Copy the data from the line that contains "mark the dirt ground -- a dot per instance" to its last line, exactly, including both of those lines and leaving out everything before.
-- Start Task material --
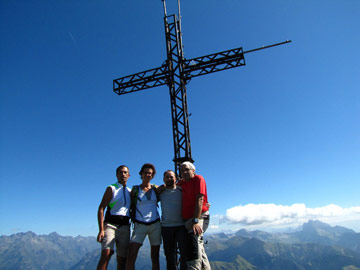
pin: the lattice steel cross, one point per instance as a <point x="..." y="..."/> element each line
<point x="176" y="72"/>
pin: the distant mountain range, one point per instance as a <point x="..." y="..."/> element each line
<point x="318" y="246"/>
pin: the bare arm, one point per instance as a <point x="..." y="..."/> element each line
<point x="104" y="202"/>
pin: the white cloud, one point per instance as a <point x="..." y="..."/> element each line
<point x="272" y="214"/>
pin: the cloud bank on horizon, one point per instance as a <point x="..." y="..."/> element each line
<point x="277" y="215"/>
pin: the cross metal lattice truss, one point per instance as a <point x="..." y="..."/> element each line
<point x="176" y="72"/>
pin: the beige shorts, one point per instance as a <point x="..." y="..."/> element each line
<point x="153" y="231"/>
<point x="119" y="236"/>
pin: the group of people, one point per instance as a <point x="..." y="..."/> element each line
<point x="184" y="219"/>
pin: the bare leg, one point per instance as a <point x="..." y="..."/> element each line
<point x="155" y="251"/>
<point x="131" y="259"/>
<point x="121" y="263"/>
<point x="104" y="259"/>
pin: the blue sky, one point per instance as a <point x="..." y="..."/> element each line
<point x="277" y="140"/>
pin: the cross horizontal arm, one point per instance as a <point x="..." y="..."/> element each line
<point x="140" y="81"/>
<point x="213" y="63"/>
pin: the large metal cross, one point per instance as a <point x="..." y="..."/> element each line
<point x="176" y="72"/>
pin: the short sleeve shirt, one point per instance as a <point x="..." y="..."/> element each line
<point x="190" y="190"/>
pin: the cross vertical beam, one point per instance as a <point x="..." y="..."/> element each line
<point x="177" y="90"/>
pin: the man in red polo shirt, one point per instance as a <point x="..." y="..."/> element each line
<point x="194" y="211"/>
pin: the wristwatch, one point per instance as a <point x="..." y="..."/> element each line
<point x="195" y="220"/>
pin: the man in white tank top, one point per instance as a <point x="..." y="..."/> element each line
<point x="146" y="218"/>
<point x="172" y="224"/>
<point x="115" y="227"/>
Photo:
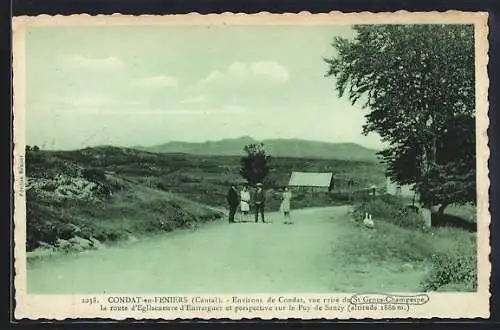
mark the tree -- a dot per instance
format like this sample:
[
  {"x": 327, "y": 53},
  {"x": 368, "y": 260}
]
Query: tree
[
  {"x": 417, "y": 81},
  {"x": 256, "y": 164}
]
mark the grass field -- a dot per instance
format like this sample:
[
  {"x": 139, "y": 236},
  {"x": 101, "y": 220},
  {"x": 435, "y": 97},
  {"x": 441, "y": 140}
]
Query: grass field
[{"x": 110, "y": 193}]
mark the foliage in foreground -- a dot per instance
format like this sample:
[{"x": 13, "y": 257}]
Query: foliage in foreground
[
  {"x": 450, "y": 252},
  {"x": 450, "y": 270}
]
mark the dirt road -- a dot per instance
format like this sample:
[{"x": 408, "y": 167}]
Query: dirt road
[{"x": 220, "y": 257}]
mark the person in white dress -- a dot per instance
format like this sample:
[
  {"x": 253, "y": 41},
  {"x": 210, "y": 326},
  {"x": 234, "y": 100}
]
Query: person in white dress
[
  {"x": 285, "y": 205},
  {"x": 245, "y": 201}
]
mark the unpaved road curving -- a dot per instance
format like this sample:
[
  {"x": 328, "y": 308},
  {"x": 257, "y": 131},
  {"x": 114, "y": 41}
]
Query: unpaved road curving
[{"x": 220, "y": 257}]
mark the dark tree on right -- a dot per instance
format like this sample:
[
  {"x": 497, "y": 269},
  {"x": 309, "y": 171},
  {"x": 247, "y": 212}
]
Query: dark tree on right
[{"x": 418, "y": 84}]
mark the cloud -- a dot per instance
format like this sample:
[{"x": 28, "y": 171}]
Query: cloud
[
  {"x": 158, "y": 82},
  {"x": 242, "y": 71},
  {"x": 111, "y": 63},
  {"x": 272, "y": 70},
  {"x": 196, "y": 100}
]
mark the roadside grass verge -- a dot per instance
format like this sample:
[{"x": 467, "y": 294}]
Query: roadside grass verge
[
  {"x": 447, "y": 251},
  {"x": 125, "y": 215}
]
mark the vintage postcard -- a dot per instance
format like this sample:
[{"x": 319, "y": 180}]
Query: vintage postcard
[{"x": 237, "y": 166}]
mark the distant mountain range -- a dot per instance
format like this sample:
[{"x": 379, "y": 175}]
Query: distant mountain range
[{"x": 277, "y": 147}]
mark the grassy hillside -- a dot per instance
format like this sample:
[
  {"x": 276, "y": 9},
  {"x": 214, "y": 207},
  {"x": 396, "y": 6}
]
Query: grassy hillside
[
  {"x": 295, "y": 148},
  {"x": 110, "y": 193}
]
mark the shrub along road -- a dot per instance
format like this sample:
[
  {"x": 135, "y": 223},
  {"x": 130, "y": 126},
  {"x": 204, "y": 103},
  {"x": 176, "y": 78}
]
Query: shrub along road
[{"x": 306, "y": 256}]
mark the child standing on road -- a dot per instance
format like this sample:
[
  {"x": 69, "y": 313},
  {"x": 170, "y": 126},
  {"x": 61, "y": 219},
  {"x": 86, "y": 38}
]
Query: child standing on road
[
  {"x": 285, "y": 205},
  {"x": 245, "y": 201}
]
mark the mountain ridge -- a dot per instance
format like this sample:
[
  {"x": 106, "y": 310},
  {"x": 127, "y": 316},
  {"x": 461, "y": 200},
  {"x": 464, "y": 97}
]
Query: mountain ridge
[{"x": 280, "y": 147}]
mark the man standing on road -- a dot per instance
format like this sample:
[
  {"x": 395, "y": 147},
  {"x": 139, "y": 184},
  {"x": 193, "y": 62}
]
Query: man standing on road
[
  {"x": 259, "y": 201},
  {"x": 233, "y": 201}
]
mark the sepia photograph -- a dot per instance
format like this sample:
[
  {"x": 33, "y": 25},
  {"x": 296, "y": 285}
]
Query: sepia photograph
[{"x": 251, "y": 158}]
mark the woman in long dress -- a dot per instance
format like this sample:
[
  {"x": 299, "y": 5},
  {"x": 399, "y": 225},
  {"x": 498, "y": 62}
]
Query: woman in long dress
[
  {"x": 285, "y": 205},
  {"x": 245, "y": 201}
]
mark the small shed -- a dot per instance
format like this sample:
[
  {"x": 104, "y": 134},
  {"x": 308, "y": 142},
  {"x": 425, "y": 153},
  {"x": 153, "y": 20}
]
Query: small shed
[
  {"x": 394, "y": 188},
  {"x": 317, "y": 182}
]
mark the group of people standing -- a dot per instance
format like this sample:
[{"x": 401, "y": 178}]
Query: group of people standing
[{"x": 243, "y": 200}]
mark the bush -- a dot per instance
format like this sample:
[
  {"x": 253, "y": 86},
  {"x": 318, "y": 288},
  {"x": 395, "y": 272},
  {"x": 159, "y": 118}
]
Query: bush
[{"x": 451, "y": 271}]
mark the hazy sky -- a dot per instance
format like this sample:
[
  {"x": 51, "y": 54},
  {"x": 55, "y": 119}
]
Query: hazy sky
[{"x": 149, "y": 85}]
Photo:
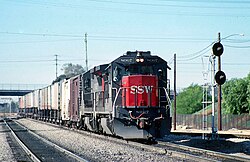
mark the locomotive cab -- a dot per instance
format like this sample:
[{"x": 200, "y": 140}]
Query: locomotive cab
[{"x": 140, "y": 101}]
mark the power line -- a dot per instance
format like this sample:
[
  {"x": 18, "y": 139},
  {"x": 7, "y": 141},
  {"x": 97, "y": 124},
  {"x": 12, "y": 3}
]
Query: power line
[{"x": 237, "y": 46}]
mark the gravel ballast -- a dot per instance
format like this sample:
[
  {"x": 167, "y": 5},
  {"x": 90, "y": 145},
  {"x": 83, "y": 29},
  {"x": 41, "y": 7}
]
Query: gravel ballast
[
  {"x": 5, "y": 150},
  {"x": 91, "y": 148}
]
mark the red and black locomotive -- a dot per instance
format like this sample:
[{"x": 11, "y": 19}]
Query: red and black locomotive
[{"x": 128, "y": 98}]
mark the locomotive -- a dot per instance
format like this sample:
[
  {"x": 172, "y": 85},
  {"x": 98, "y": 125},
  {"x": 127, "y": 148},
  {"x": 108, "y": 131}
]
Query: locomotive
[{"x": 128, "y": 97}]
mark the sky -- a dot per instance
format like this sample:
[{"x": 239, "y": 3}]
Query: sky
[{"x": 32, "y": 32}]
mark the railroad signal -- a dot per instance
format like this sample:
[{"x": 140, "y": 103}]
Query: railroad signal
[
  {"x": 218, "y": 49},
  {"x": 220, "y": 77}
]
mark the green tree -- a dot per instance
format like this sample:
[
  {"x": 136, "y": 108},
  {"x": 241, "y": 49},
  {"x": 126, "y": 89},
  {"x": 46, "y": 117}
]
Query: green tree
[
  {"x": 71, "y": 70},
  {"x": 189, "y": 100},
  {"x": 236, "y": 96}
]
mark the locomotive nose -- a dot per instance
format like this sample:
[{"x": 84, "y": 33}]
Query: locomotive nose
[{"x": 139, "y": 90}]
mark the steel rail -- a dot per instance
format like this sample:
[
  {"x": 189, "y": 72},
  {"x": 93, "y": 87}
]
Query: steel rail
[
  {"x": 23, "y": 146},
  {"x": 152, "y": 148},
  {"x": 72, "y": 155},
  {"x": 205, "y": 152}
]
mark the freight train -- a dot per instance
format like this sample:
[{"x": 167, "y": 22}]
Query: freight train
[{"x": 128, "y": 97}]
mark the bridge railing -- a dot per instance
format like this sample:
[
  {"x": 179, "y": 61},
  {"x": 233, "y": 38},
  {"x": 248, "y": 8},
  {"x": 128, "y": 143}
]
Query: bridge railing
[{"x": 8, "y": 86}]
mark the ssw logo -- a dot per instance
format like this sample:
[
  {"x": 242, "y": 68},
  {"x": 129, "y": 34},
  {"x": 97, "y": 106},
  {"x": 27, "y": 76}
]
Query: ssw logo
[{"x": 140, "y": 89}]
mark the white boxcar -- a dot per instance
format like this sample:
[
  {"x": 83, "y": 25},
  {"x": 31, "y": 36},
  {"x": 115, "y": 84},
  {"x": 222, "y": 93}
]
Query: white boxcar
[
  {"x": 49, "y": 103},
  {"x": 65, "y": 103},
  {"x": 29, "y": 100},
  {"x": 54, "y": 96},
  {"x": 36, "y": 98}
]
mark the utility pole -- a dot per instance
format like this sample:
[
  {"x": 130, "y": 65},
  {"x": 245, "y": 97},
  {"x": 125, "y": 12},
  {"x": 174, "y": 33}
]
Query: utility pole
[
  {"x": 56, "y": 64},
  {"x": 174, "y": 91},
  {"x": 86, "y": 51},
  {"x": 219, "y": 91}
]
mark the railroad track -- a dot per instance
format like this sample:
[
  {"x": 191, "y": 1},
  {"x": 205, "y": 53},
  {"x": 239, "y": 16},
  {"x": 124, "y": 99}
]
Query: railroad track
[
  {"x": 217, "y": 156},
  {"x": 38, "y": 148},
  {"x": 221, "y": 135},
  {"x": 162, "y": 148}
]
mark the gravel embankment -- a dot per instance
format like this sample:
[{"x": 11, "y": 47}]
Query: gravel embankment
[
  {"x": 94, "y": 149},
  {"x": 5, "y": 150}
]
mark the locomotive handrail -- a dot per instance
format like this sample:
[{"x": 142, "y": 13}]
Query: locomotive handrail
[
  {"x": 116, "y": 96},
  {"x": 168, "y": 98}
]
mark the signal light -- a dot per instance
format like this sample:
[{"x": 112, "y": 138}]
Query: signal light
[
  {"x": 218, "y": 49},
  {"x": 139, "y": 60},
  {"x": 220, "y": 77}
]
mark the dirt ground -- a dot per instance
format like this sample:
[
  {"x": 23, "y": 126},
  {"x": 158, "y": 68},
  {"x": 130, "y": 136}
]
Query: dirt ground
[{"x": 239, "y": 147}]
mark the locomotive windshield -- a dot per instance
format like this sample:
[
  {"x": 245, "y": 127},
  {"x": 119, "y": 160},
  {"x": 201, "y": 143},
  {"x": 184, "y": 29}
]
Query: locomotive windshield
[{"x": 135, "y": 69}]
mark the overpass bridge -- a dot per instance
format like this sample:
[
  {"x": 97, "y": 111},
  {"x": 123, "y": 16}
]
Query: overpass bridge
[{"x": 18, "y": 89}]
-- End Task material --
### Response for this exercise
mark the dirt ground -- a dot per instance
format like this sample:
[
  {"x": 23, "y": 126},
  {"x": 158, "y": 68},
  {"x": 130, "y": 136}
]
Query: dirt ground
[{"x": 239, "y": 147}]
mark the locomotive windshield -- a dot per instance
format like this sample:
[
  {"x": 245, "y": 127},
  {"x": 119, "y": 160},
  {"x": 201, "y": 143},
  {"x": 184, "y": 29}
]
Query: locomotive windshield
[{"x": 135, "y": 69}]
mark the overpass bridge -- a dot per instance
format like this sample:
[
  {"x": 97, "y": 111},
  {"x": 123, "y": 16}
]
Query: overpass bridge
[{"x": 18, "y": 89}]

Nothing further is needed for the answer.